Source data
—————

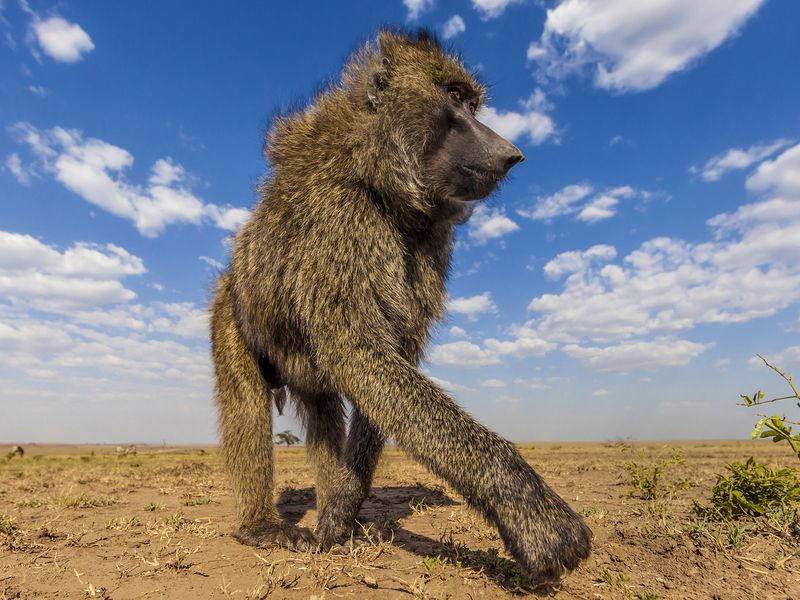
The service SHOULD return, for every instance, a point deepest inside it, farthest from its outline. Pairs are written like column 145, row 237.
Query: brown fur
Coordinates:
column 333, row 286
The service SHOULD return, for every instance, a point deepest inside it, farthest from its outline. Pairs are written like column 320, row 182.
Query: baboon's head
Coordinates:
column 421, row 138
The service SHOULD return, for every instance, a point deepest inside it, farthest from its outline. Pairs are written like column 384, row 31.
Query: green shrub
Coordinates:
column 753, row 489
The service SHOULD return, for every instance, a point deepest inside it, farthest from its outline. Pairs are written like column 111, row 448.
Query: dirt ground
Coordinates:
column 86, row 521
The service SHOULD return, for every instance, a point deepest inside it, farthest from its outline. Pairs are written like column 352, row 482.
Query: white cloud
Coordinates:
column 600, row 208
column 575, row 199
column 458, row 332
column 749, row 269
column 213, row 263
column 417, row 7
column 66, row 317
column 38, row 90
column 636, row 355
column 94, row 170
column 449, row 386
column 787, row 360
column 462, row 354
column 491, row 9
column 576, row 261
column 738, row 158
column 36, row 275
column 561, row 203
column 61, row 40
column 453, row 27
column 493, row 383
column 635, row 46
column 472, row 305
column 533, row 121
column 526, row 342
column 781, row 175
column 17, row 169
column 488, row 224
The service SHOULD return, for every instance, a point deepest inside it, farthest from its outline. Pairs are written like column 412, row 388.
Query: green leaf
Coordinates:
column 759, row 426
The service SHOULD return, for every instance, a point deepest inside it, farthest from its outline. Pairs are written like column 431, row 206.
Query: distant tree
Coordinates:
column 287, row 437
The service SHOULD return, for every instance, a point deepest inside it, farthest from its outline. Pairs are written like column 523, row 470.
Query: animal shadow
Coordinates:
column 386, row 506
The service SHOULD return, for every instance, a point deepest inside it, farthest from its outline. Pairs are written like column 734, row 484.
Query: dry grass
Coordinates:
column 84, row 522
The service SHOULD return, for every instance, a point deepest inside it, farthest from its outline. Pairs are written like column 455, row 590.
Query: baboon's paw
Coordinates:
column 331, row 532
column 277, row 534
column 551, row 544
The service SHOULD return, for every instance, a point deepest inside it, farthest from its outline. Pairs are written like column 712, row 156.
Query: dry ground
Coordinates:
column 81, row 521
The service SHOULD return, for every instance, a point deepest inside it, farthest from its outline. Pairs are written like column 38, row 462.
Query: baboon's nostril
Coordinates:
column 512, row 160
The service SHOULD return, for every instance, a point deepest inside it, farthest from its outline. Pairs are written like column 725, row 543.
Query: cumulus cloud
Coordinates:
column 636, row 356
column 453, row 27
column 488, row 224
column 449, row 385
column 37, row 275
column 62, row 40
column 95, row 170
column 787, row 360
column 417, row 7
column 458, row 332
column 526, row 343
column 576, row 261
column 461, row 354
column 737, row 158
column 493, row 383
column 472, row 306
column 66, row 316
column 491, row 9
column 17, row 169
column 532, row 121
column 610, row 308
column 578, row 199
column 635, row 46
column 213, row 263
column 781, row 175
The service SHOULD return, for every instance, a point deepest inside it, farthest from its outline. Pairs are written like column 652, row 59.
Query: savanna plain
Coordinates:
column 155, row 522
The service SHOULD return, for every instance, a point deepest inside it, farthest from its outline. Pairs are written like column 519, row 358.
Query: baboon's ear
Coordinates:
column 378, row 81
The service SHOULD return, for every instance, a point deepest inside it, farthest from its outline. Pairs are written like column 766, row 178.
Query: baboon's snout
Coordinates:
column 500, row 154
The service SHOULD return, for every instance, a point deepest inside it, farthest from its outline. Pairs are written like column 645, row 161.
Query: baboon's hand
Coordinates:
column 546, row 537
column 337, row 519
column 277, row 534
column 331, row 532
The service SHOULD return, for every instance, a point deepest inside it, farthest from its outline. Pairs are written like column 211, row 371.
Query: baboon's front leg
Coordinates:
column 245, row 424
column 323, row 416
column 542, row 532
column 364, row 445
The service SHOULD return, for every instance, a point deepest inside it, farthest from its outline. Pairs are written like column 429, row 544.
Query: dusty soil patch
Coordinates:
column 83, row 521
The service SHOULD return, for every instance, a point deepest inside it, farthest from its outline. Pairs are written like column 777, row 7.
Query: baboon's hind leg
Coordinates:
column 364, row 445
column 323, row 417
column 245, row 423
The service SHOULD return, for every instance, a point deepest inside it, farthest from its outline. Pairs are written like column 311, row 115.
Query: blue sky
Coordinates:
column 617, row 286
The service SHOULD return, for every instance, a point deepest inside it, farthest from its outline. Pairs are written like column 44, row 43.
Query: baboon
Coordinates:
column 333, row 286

—————

Required work ▸
Exact copies of the lines from the one containing "Query: blue sky" through the final line of the records are all the answer should hold.

Answer section ▸
Query: blue sky
Coordinates:
column 617, row 286
The service SHOULD return, for every instance, a point deepest inside it, farthest from its outline. Pairs are written like column 44, row 43.
Query: baboon
Coordinates:
column 333, row 286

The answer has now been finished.